_DIRECTION_
Please return every one of the following records word for word, with no changes.

_SOURCE MATERIAL_
——————————
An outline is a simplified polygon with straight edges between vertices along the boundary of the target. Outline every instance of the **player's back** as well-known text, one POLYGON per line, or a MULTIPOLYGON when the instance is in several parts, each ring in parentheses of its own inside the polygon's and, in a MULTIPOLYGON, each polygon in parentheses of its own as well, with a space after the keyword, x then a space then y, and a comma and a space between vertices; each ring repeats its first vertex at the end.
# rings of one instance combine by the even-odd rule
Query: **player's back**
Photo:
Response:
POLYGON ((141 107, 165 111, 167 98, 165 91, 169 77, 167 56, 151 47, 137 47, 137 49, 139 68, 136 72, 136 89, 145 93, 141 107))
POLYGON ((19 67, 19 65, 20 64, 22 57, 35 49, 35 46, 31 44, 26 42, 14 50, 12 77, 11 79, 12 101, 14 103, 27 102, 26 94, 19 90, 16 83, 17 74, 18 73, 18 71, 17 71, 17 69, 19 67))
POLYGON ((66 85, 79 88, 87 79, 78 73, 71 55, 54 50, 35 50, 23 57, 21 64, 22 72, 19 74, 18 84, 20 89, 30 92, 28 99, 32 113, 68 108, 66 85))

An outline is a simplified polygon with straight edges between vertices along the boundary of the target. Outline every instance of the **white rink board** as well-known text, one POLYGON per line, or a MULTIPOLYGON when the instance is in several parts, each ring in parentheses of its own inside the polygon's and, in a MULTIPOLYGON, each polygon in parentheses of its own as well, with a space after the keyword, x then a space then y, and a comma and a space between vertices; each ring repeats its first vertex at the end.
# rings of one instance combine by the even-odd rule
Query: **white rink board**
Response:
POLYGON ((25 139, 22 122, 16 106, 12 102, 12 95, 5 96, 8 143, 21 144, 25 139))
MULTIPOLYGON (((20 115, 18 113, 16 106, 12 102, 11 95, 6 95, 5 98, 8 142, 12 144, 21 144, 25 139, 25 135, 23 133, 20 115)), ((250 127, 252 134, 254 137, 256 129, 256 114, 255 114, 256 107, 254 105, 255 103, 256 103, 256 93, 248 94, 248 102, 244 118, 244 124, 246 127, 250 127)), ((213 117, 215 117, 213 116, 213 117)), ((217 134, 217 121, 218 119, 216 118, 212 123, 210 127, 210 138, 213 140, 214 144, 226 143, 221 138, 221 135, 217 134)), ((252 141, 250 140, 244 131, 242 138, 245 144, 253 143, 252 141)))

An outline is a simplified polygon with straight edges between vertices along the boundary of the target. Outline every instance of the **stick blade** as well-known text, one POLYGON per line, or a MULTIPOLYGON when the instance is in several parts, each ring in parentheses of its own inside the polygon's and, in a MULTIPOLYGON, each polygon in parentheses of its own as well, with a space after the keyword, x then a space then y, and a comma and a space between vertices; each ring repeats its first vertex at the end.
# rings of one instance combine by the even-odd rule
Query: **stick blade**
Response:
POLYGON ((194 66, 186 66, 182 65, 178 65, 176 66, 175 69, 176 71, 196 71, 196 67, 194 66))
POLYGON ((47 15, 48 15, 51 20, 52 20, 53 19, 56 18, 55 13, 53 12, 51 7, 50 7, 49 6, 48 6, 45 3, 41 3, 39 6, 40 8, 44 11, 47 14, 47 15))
——————————
_TASK ANSWER_
An outline is a simplified polygon with straight edges between vertices along the boundary of the target. Outline every instance of the **player's back** as well-known text, one POLYGON per line, or a MULTIPOLYGON when the instance is in several parts, each ring in parentheses of its own inside the polygon's and, in a MULTIPOLYGON, each polygon in parentheses of its own as well, with a space after the keyword, x then a space then y, and a comma and a space between vertices; each ring repeats its first vertex at the end.
# rings of one instance combine by the even-odd rule
Query: **player's back**
Photo:
Response:
POLYGON ((141 107, 165 111, 167 98, 165 91, 169 77, 167 56, 151 47, 137 47, 137 49, 139 68, 136 72, 136 89, 145 93, 141 107))
POLYGON ((19 67, 19 65, 20 64, 22 57, 35 49, 35 46, 31 44, 26 42, 14 50, 12 77, 11 79, 12 101, 14 103, 27 102, 26 94, 19 90, 16 83, 17 74, 18 73, 18 71, 17 71, 17 69, 19 67))
POLYGON ((66 85, 79 88, 87 79, 78 73, 71 55, 54 50, 35 50, 23 57, 21 64, 22 72, 19 74, 18 84, 20 89, 30 92, 28 99, 32 113, 68 108, 66 85))

An outline is a simplified polygon with straight edges between vertices along the boundary of the target. Outline every instance of the **white rink board** as well-known text, one POLYGON per line, or a MULTIPOLYGON when the instance is in several parts, each ring in parentheses of its own inside the polygon's and, in a MULTIPOLYGON, each polygon in parentheses of its own as well, with a space after the keyword, x then a space then y, and a comma and a space between vertices; each ring repeats its first vertex at the end.
# rings of one instance combine by the even-odd rule
Query: **white rink board**
Response:
POLYGON ((25 139, 22 122, 16 106, 12 102, 12 95, 5 96, 8 143, 21 144, 25 139))
MULTIPOLYGON (((20 115, 18 113, 16 106, 12 102, 11 95, 6 95, 5 98, 8 142, 12 144, 21 144, 25 139, 25 135, 23 133, 20 115)), ((250 127, 252 134, 254 137, 256 129, 256 114, 255 114, 256 107, 254 105, 255 103, 256 103, 256 93, 248 94, 248 102, 244 118, 244 124, 246 127, 250 127)), ((213 117, 215 117, 213 116, 213 117)), ((217 134, 217 121, 218 119, 216 118, 212 123, 210 127, 210 138, 213 140, 214 144, 226 143, 221 138, 221 135, 217 134)), ((252 141, 250 140, 244 131, 242 138, 245 144, 253 143, 252 141)))

An outline is a simplified polygon with straight edges between vertices along the boundary of the target. Outline every instance of the **stick blade** as well-known text, one POLYGON per line, or a MULTIPOLYGON when the instance is in several parts, each ring in parentheses of its own inside the polygon's and, in a MULTIPOLYGON, each polygon in parentheses of its own as well, with a space after the keyword, x then a space then y, and a comma and a space between vertices; each ring repeats its first vertex at the end.
# rings of one instance combine by the even-odd rule
Query: **stick blade**
Response:
POLYGON ((194 66, 186 66, 182 65, 178 65, 176 66, 175 69, 176 71, 196 71, 196 67, 194 66))
POLYGON ((47 15, 48 15, 51 20, 52 20, 53 19, 56 18, 55 13, 53 12, 51 7, 50 7, 49 6, 48 6, 45 3, 41 3, 39 6, 40 8, 44 11, 47 14, 47 15))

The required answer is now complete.